### AIM OF THE EXERCISE
Copy the records below line for line, without any changes, and omit the pictures.

### MATERIAL
<<<<

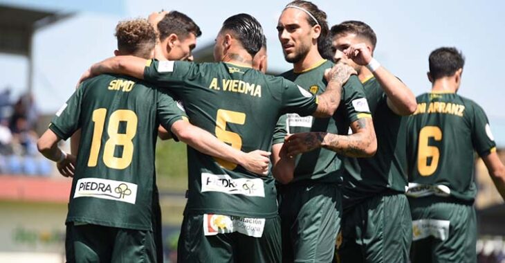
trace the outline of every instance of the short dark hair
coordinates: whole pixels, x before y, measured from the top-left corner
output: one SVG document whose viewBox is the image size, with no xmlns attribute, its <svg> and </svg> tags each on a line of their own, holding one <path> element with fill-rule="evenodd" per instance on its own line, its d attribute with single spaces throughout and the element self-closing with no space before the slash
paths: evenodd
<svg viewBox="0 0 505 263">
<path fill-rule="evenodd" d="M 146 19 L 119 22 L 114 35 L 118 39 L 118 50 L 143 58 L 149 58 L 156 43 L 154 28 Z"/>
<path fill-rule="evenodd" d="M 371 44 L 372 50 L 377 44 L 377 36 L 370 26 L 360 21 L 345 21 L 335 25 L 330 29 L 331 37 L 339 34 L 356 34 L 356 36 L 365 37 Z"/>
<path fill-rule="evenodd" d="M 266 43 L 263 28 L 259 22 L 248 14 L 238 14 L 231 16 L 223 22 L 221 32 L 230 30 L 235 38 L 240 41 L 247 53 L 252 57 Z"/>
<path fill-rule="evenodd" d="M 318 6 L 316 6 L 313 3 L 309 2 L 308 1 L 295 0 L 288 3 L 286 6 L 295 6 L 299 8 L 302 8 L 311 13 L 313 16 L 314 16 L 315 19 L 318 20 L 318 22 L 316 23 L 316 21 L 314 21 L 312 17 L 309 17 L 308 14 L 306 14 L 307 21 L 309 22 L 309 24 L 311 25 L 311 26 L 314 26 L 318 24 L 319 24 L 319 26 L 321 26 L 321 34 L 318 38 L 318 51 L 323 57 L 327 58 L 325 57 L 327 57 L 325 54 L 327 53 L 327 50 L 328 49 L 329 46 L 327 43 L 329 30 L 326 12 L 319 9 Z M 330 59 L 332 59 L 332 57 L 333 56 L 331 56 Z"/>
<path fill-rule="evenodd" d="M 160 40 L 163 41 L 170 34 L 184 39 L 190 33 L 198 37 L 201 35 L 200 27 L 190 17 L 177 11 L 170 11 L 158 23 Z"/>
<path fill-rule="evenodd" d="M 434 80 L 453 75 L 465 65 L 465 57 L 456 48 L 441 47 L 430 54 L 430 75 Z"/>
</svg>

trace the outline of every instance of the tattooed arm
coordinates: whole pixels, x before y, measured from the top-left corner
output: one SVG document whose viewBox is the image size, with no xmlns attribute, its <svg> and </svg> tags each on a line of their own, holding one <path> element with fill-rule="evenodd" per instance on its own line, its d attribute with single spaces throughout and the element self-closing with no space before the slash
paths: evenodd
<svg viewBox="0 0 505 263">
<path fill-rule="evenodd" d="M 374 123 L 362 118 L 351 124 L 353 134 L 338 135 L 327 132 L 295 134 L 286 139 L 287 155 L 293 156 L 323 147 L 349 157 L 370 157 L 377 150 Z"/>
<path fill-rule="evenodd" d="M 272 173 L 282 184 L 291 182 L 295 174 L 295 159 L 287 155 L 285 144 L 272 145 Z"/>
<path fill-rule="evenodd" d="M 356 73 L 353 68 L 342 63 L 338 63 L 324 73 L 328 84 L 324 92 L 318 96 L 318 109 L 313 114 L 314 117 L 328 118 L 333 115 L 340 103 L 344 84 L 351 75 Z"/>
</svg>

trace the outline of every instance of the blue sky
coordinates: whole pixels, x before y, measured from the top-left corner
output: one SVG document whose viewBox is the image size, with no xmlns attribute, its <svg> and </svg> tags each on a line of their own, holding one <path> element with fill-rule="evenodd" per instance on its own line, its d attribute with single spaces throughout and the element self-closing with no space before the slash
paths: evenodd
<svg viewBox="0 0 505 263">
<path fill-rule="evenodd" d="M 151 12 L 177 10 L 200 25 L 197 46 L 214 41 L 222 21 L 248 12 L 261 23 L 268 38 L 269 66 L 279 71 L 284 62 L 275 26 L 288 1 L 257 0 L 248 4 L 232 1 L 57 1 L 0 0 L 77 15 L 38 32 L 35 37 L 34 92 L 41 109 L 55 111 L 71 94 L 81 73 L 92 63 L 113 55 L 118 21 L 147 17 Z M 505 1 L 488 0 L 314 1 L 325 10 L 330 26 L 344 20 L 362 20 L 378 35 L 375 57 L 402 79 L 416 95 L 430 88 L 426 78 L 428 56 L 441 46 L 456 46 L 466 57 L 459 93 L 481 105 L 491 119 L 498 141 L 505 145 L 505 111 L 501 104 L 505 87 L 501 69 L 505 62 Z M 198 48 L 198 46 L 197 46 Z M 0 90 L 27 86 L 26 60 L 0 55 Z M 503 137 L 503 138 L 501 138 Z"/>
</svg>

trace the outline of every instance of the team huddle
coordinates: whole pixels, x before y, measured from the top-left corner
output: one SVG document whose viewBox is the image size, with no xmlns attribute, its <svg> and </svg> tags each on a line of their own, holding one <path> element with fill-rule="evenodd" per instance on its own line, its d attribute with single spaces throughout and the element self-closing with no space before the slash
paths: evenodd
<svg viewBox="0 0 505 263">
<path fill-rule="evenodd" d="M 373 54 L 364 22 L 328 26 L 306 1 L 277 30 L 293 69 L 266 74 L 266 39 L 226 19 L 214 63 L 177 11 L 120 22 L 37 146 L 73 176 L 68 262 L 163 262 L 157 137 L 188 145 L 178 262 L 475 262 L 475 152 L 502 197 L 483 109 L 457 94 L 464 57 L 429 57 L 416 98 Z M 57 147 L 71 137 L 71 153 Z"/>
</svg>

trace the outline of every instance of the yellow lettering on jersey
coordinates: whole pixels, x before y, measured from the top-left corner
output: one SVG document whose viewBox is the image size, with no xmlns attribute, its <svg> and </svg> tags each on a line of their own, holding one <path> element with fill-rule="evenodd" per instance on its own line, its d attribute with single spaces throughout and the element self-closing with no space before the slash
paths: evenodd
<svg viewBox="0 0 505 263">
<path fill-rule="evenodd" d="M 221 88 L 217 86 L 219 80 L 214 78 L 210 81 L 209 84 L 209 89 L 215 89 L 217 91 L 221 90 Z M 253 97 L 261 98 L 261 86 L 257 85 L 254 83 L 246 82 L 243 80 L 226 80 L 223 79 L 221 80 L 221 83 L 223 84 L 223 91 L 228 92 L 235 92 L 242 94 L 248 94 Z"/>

>>>>

### PROBLEM SOLUTION
trace the outline of every instance of the short dark hair
coordinates: whole pixels, x before y, measured from the top-left corner
output: one SVG document whose viewBox is the image size, with no xmlns attribute, its <svg> and </svg> tags each on a line of their own, holding one <path> element with fill-rule="evenodd" per instance on its own line, its d attribute with single spaces throughout and the element self-closing with no space before the slash
paths: evenodd
<svg viewBox="0 0 505 263">
<path fill-rule="evenodd" d="M 146 19 L 119 22 L 114 35 L 118 39 L 118 50 L 143 58 L 149 58 L 156 43 L 154 28 Z"/>
<path fill-rule="evenodd" d="M 371 44 L 372 50 L 377 44 L 377 36 L 370 26 L 360 21 L 345 21 L 335 25 L 330 29 L 331 37 L 339 34 L 356 34 L 356 36 L 365 37 Z"/>
<path fill-rule="evenodd" d="M 266 43 L 263 28 L 259 22 L 248 14 L 238 14 L 231 16 L 223 22 L 221 32 L 230 30 L 235 38 L 240 41 L 247 53 L 252 57 Z"/>
<path fill-rule="evenodd" d="M 318 6 L 316 6 L 313 3 L 309 2 L 308 1 L 295 0 L 288 3 L 286 6 L 295 6 L 299 8 L 302 8 L 311 13 L 313 16 L 314 16 L 315 19 L 318 20 L 318 22 L 316 23 L 316 21 L 314 21 L 312 17 L 309 17 L 308 14 L 306 14 L 307 21 L 309 22 L 309 24 L 311 25 L 311 26 L 314 26 L 318 24 L 319 24 L 319 26 L 321 26 L 321 34 L 318 38 L 318 51 L 323 57 L 327 58 L 325 57 L 327 57 L 325 54 L 327 53 L 327 50 L 328 49 L 329 46 L 327 43 L 329 30 L 326 12 L 319 9 Z M 330 59 L 332 59 L 332 57 L 333 56 L 331 56 Z"/>
<path fill-rule="evenodd" d="M 160 40 L 163 41 L 170 34 L 184 39 L 190 33 L 198 37 L 201 35 L 200 27 L 190 17 L 177 11 L 170 11 L 158 23 Z"/>
<path fill-rule="evenodd" d="M 434 80 L 453 75 L 465 65 L 465 57 L 456 48 L 441 47 L 430 54 L 430 75 Z"/>
</svg>

trace the outline of every instance of the tattooed arm
coordinates: whole pixels, x before y, measured from the top-left corner
output: one SVG document whose viewBox is the image size, with no xmlns attribute, its <svg> and </svg> tags each on a line of their own, holding one <path> element with fill-rule="evenodd" per instance on its own line, its d attribute with single spaces throughout and the element self-closing with no space before the slash
paths: evenodd
<svg viewBox="0 0 505 263">
<path fill-rule="evenodd" d="M 374 123 L 362 118 L 351 124 L 353 134 L 338 135 L 327 132 L 295 134 L 286 139 L 287 155 L 293 156 L 323 147 L 349 157 L 370 157 L 377 150 Z"/>
<path fill-rule="evenodd" d="M 272 173 L 282 184 L 291 182 L 295 174 L 295 159 L 287 155 L 285 144 L 272 145 Z"/>
<path fill-rule="evenodd" d="M 356 73 L 353 68 L 342 63 L 338 63 L 324 73 L 328 84 L 324 92 L 318 96 L 318 109 L 313 114 L 314 117 L 328 118 L 333 115 L 340 103 L 344 84 L 351 75 Z"/>
</svg>

trace the outline of every instance of the blue sky
coordinates: whole pixels, x before y, measured from the top-left corner
output: one SVG document whose viewBox is the image size, with no xmlns attribute, its <svg> and </svg> tags each on a line of their own, holding one <path> element with fill-rule="evenodd" per instance on its own line, its d attribute with single spaces throughout and the element self-closing with no space before the slash
paths: evenodd
<svg viewBox="0 0 505 263">
<path fill-rule="evenodd" d="M 151 12 L 177 10 L 200 25 L 197 46 L 214 41 L 222 21 L 248 12 L 261 23 L 268 38 L 269 66 L 279 71 L 284 62 L 275 26 L 288 1 L 257 0 L 248 4 L 232 1 L 57 1 L 0 0 L 77 15 L 38 32 L 35 37 L 34 92 L 41 109 L 55 111 L 71 94 L 81 73 L 92 63 L 113 55 L 118 21 L 147 17 Z M 505 1 L 488 0 L 314 1 L 325 10 L 330 26 L 344 20 L 362 20 L 378 35 L 375 57 L 402 79 L 416 95 L 430 88 L 426 78 L 428 56 L 441 46 L 456 46 L 466 57 L 459 93 L 481 105 L 491 119 L 498 141 L 505 145 L 505 111 L 501 104 L 505 87 L 501 69 L 505 62 Z M 198 48 L 198 46 L 197 46 Z M 0 90 L 27 86 L 26 60 L 0 55 Z M 503 137 L 503 138 L 501 138 Z"/>
</svg>

trace the outline of every instance of the team huddle
coordinates: whole pixels, x before y, measured from the top-left corner
output: one SVG document whose viewBox is the image size, with no xmlns attribute, its <svg> and </svg> tags each on a line of their own, holding one <path> element with fill-rule="evenodd" per instance on its own line, its d attribute with single spaces throughout and the element self-closing with no space before the slash
paths: evenodd
<svg viewBox="0 0 505 263">
<path fill-rule="evenodd" d="M 373 54 L 364 22 L 328 26 L 306 1 L 277 30 L 293 69 L 266 74 L 266 39 L 226 19 L 214 63 L 177 11 L 120 22 L 37 146 L 73 176 L 68 262 L 163 262 L 157 137 L 188 145 L 178 262 L 475 262 L 475 152 L 502 197 L 483 109 L 457 94 L 464 57 L 429 57 L 416 98 Z M 57 147 L 71 137 L 71 153 Z"/>
</svg>

trace the outline of every instance of the yellow lettering on jersey
coordinates: whole pixels, x before y, measured from the top-left corner
output: one SVG document whose viewBox is the image size, with no xmlns attribute, its <svg> and </svg> tags each on a line of their own, holding one <path> element with fill-rule="evenodd" per instance on its own line, its d attribute with single spaces throughout and the element self-closing with no space before the slash
paths: evenodd
<svg viewBox="0 0 505 263">
<path fill-rule="evenodd" d="M 221 88 L 217 86 L 219 80 L 214 78 L 210 81 L 209 84 L 209 89 L 215 89 L 217 91 L 221 90 Z M 253 97 L 261 98 L 261 86 L 257 85 L 254 83 L 246 82 L 243 80 L 226 80 L 223 79 L 221 80 L 221 83 L 223 84 L 223 91 L 228 92 L 235 92 L 242 94 L 248 94 Z"/>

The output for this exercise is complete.